[WHAT TO DO]
Pull out every line of the listing that contains the string "floppy". Case counts.
──────
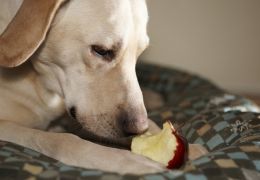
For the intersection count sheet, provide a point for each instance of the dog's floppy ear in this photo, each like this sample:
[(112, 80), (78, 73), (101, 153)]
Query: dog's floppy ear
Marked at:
[(27, 31)]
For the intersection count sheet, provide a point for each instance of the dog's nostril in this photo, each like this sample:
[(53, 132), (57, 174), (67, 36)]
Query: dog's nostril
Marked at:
[(134, 126), (72, 111)]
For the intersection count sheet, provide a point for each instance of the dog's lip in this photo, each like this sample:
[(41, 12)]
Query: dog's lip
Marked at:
[(120, 142)]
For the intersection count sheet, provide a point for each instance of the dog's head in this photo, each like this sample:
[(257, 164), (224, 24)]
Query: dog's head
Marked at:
[(86, 53)]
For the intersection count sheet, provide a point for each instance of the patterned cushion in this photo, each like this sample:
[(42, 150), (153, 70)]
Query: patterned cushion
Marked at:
[(225, 124)]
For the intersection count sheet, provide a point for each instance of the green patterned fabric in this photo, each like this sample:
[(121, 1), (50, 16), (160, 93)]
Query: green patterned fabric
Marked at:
[(225, 124)]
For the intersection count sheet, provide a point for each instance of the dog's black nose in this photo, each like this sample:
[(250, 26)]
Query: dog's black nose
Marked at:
[(73, 112), (135, 125)]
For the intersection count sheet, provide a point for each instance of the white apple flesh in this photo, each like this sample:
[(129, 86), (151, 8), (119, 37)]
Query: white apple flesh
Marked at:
[(166, 147)]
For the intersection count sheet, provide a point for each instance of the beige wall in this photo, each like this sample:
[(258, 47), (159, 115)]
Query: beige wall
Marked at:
[(218, 39)]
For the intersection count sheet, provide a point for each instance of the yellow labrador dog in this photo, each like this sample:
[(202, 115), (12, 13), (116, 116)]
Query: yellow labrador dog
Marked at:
[(75, 56)]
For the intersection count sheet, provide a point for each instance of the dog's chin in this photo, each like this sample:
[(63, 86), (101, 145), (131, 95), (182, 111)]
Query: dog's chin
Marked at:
[(116, 142)]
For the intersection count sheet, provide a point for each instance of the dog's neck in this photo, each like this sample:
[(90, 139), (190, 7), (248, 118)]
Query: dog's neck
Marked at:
[(47, 105), (8, 10)]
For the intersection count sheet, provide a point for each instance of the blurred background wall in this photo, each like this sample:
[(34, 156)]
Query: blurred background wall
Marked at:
[(218, 39)]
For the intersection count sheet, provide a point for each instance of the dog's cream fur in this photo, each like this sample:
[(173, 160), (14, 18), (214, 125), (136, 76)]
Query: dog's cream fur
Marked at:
[(62, 71)]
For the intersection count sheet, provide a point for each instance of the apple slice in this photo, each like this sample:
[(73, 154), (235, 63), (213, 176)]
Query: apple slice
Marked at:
[(166, 147)]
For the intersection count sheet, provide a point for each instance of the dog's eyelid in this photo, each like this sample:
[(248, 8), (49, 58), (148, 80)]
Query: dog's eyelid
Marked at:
[(103, 52)]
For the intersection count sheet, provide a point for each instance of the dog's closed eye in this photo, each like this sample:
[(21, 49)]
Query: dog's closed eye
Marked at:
[(102, 52)]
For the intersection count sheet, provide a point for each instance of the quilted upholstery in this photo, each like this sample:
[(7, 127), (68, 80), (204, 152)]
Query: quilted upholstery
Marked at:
[(226, 124)]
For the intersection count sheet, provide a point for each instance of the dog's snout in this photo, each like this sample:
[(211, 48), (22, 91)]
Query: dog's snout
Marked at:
[(73, 112), (134, 125)]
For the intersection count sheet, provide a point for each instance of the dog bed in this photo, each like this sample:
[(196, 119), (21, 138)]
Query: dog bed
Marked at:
[(227, 125)]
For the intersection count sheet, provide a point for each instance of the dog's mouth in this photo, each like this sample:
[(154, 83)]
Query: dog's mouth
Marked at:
[(116, 142), (122, 143)]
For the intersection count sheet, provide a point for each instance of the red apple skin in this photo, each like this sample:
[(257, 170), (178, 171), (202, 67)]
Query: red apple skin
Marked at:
[(180, 154)]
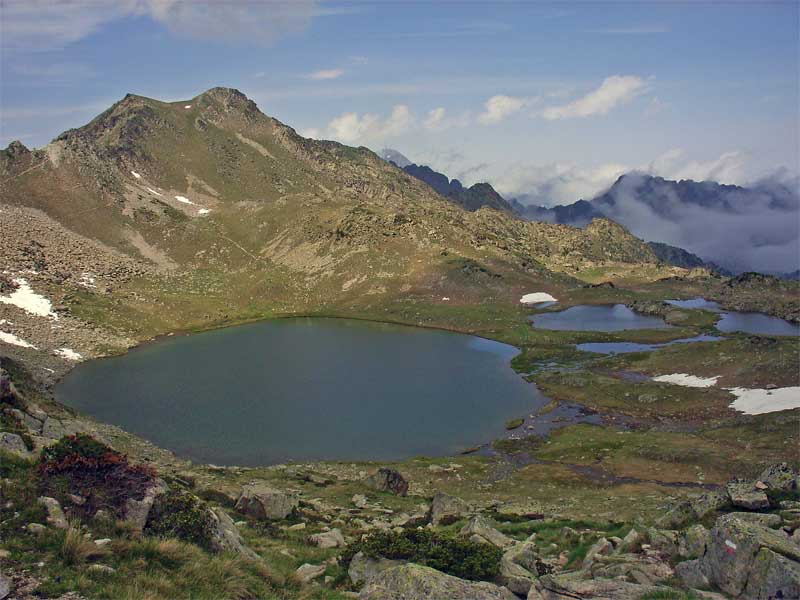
──────
[WORKED SOLUTION]
For the intersection count sheet, provide a point for each instance of the dog's floppy ear in this photo, each like this sample:
Query: dog's floppy ear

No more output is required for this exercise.